EXERCISE REQUIREMENTS → Exclude pictures; retype the lines below from the line containing "like x=160, y=121." through the end of the records, both ends kept.

STORED DATA →
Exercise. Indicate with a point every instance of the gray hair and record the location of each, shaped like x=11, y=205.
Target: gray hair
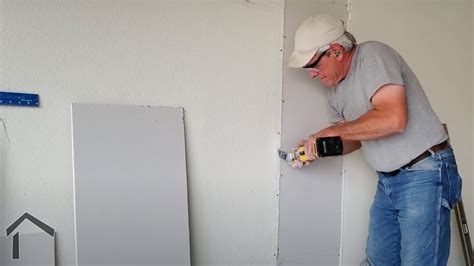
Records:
x=347, y=41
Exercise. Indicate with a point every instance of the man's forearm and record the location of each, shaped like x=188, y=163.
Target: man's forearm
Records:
x=372, y=125
x=350, y=146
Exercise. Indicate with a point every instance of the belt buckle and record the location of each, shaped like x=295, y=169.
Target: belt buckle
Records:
x=392, y=173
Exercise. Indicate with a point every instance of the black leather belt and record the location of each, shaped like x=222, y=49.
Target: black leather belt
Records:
x=436, y=148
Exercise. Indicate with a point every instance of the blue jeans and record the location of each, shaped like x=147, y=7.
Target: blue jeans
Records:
x=410, y=216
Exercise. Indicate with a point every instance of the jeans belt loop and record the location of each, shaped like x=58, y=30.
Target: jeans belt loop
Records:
x=431, y=151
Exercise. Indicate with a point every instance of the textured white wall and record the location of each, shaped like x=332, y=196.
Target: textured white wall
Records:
x=220, y=60
x=435, y=38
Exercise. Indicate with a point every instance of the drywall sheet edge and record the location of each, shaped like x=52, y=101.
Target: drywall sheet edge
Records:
x=310, y=198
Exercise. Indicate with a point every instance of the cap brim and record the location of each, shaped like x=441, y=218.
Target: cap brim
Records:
x=300, y=59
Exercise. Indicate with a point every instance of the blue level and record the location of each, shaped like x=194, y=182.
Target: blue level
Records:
x=21, y=99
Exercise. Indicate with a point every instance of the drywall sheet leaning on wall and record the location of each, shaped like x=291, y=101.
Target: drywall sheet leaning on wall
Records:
x=311, y=197
x=130, y=185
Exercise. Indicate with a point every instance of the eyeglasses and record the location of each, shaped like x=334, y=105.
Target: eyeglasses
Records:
x=315, y=63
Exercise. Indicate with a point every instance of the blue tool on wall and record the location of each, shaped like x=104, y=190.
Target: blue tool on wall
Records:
x=19, y=99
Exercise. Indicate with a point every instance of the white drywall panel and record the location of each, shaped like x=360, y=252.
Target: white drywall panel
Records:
x=310, y=198
x=130, y=185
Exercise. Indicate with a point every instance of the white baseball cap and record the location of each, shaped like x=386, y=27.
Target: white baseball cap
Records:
x=314, y=34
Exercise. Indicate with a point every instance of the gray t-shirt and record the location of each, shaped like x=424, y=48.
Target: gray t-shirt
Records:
x=374, y=65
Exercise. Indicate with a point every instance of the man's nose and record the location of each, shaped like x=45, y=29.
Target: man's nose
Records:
x=313, y=73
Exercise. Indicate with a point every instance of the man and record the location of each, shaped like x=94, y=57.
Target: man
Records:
x=376, y=103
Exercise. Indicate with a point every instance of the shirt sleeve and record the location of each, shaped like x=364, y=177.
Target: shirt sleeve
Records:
x=333, y=115
x=382, y=67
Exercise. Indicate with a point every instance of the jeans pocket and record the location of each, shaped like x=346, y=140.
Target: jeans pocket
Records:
x=452, y=184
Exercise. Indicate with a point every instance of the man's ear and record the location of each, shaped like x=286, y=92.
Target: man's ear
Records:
x=338, y=51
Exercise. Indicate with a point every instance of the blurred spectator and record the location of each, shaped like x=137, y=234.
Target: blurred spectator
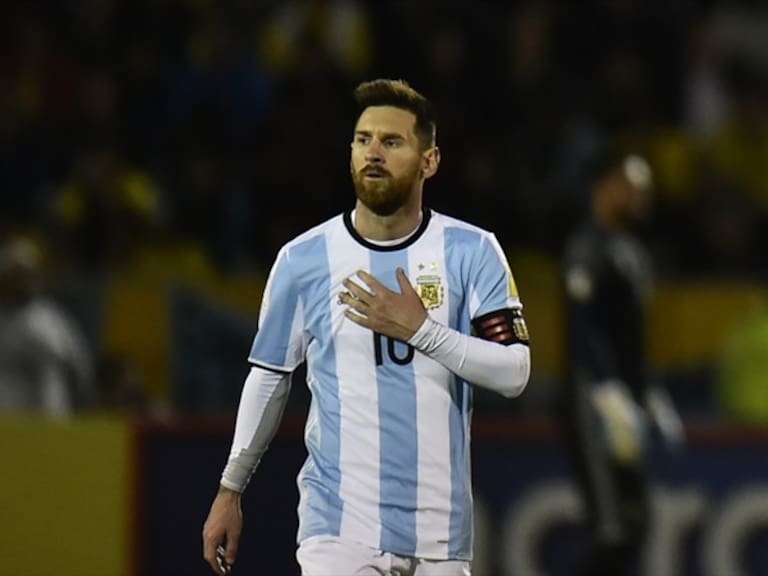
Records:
x=609, y=397
x=105, y=214
x=45, y=363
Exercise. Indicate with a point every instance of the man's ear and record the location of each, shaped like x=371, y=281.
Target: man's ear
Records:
x=430, y=162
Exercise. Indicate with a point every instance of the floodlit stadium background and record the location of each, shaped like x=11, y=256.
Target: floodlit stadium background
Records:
x=158, y=152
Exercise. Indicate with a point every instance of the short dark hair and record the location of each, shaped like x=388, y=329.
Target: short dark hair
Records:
x=399, y=94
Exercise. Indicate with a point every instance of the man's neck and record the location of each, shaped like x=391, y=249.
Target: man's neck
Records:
x=376, y=227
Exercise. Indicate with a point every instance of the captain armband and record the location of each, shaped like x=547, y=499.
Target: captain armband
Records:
x=503, y=326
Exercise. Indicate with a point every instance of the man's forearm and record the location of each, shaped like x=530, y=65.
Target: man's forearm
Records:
x=503, y=369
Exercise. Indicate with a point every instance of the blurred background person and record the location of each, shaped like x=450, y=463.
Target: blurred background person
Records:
x=607, y=392
x=45, y=363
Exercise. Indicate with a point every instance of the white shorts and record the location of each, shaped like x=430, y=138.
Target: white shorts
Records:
x=332, y=556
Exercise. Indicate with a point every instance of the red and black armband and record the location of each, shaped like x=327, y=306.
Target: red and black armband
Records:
x=503, y=326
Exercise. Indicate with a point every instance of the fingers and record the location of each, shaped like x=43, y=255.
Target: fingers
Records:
x=231, y=552
x=209, y=553
x=402, y=280
x=356, y=291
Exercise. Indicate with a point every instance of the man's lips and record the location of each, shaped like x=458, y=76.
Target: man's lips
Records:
x=374, y=173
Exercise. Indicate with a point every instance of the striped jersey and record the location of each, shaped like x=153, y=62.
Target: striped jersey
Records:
x=388, y=430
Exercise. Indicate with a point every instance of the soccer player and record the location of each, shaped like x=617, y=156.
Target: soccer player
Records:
x=609, y=400
x=398, y=310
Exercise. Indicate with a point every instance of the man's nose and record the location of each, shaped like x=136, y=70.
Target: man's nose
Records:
x=373, y=154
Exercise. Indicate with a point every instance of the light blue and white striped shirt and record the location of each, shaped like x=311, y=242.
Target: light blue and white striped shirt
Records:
x=388, y=431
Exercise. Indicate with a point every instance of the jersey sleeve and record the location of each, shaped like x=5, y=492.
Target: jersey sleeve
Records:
x=492, y=287
x=279, y=343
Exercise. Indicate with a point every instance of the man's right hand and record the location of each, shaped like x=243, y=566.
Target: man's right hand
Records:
x=223, y=527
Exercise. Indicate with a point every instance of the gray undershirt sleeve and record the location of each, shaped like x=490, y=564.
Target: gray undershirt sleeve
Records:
x=265, y=394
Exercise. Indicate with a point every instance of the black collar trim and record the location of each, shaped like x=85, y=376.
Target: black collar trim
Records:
x=426, y=216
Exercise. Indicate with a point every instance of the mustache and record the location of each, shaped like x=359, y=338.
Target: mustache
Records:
x=373, y=169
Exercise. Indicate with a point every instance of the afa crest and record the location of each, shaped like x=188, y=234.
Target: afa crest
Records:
x=430, y=290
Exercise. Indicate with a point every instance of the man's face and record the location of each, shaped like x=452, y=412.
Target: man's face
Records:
x=386, y=160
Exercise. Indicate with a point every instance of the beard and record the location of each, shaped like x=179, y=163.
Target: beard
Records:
x=386, y=195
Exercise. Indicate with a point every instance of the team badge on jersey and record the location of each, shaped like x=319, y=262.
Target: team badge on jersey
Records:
x=430, y=290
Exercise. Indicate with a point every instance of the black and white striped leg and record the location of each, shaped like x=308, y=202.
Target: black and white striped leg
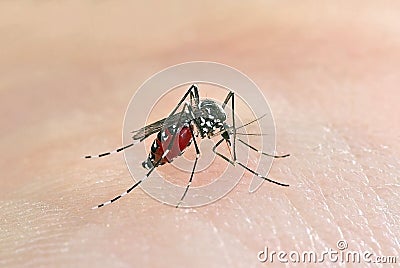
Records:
x=194, y=168
x=231, y=96
x=261, y=152
x=233, y=162
x=112, y=152
x=129, y=190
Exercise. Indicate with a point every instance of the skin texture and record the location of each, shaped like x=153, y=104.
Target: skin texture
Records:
x=67, y=71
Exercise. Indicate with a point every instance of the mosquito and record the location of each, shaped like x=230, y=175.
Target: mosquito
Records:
x=201, y=118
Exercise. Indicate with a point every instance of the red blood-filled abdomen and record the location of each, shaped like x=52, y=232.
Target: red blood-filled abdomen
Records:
x=181, y=141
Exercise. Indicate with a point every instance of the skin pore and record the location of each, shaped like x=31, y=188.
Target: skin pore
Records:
x=67, y=72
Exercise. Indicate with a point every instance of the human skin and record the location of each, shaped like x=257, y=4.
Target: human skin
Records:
x=67, y=72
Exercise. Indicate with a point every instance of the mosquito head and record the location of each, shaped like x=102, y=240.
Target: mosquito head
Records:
x=212, y=110
x=210, y=119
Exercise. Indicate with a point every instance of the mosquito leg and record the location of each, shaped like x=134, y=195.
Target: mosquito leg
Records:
x=258, y=151
x=194, y=168
x=243, y=166
x=112, y=152
x=231, y=96
x=129, y=190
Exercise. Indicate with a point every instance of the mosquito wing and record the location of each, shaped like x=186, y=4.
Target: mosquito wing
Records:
x=146, y=131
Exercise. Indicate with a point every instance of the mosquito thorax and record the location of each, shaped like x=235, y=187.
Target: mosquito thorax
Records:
x=211, y=118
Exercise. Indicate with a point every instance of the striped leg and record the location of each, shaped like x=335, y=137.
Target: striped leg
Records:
x=258, y=151
x=233, y=162
x=112, y=152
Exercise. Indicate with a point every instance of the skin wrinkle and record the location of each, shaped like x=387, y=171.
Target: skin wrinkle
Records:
x=343, y=170
x=321, y=66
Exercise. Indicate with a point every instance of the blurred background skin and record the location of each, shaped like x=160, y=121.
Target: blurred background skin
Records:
x=330, y=71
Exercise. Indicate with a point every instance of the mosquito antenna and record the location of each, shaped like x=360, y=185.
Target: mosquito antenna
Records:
x=255, y=120
x=112, y=152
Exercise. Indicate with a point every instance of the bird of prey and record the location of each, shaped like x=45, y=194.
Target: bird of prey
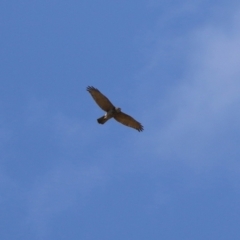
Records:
x=111, y=111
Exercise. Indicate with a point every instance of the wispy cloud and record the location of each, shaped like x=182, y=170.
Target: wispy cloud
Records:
x=197, y=120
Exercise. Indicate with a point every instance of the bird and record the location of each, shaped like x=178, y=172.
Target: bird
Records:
x=111, y=111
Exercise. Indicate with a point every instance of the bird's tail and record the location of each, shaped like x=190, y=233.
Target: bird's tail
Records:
x=102, y=120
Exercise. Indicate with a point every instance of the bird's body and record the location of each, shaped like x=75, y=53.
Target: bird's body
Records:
x=108, y=115
x=111, y=111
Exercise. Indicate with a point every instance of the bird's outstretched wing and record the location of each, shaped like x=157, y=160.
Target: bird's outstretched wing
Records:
x=102, y=101
x=128, y=121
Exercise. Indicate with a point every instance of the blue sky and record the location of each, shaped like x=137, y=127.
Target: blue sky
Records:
x=172, y=65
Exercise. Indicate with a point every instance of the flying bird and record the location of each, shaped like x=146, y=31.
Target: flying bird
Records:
x=111, y=111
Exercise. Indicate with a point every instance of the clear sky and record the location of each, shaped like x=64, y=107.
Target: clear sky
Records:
x=172, y=65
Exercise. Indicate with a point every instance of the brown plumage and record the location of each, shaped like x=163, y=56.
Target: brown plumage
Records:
x=111, y=111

TASK RESPONSE →
Exercise. Indicate with a point every instance of the blurred background skin and record the location of each, shaped like x=160, y=121.
Target: blurred background skin
Records:
x=330, y=71
Exercise. Indicate with a point every instance of the mosquito antenna and record the location of each, shaped like x=360, y=185.
Target: mosquito antenna
Records:
x=255, y=120
x=112, y=152
Exercise. Indicate with a point every instance of the bird of prey and record the location of each, shaped like x=45, y=194.
Target: bird of prey
Records:
x=111, y=111
Exercise. Indicate with a point every instance of the wispy cloud and record the location of each, shaped like x=182, y=170.
Target: wispy cloud
Records:
x=197, y=120
Exercise. Indicate with a point every instance of the bird and record the location of each, shaped like x=178, y=172.
Target: bird
Records:
x=111, y=111
Exercise. Indicate with a point every instance of the bird's tail and record the location of each, shaped like x=190, y=233.
Target: bird's tail
Records:
x=102, y=120
Exercise. Indicate with a point every instance of the bird's body and record the location of each, shaped like x=75, y=53.
Target: bird's body
Records:
x=108, y=115
x=111, y=111
Exercise. Indicate with a point every instance of the bird's outstretched wing and record the location of each, shaped like x=157, y=160.
Target: bird's outstretched wing
Records:
x=102, y=101
x=128, y=121
Exercise. Indicate with a point every instance of the blue sky and record the location of each, shaped like x=137, y=127.
Target: blue sky
Records:
x=172, y=65
Exercise. Indicate with a point every instance of the flying bird and record the location of each, shaped like x=146, y=31.
Target: flying bird
Records:
x=111, y=111
Exercise. Indicate with a point every instance of the clear sky and record the location of each, shaped like x=64, y=107.
Target: clear sky
Records:
x=172, y=65
Exercise. Indicate with a point every instance of the brown plumage and record the location of each, shaped like x=163, y=56.
Target: brown plumage
Records:
x=111, y=111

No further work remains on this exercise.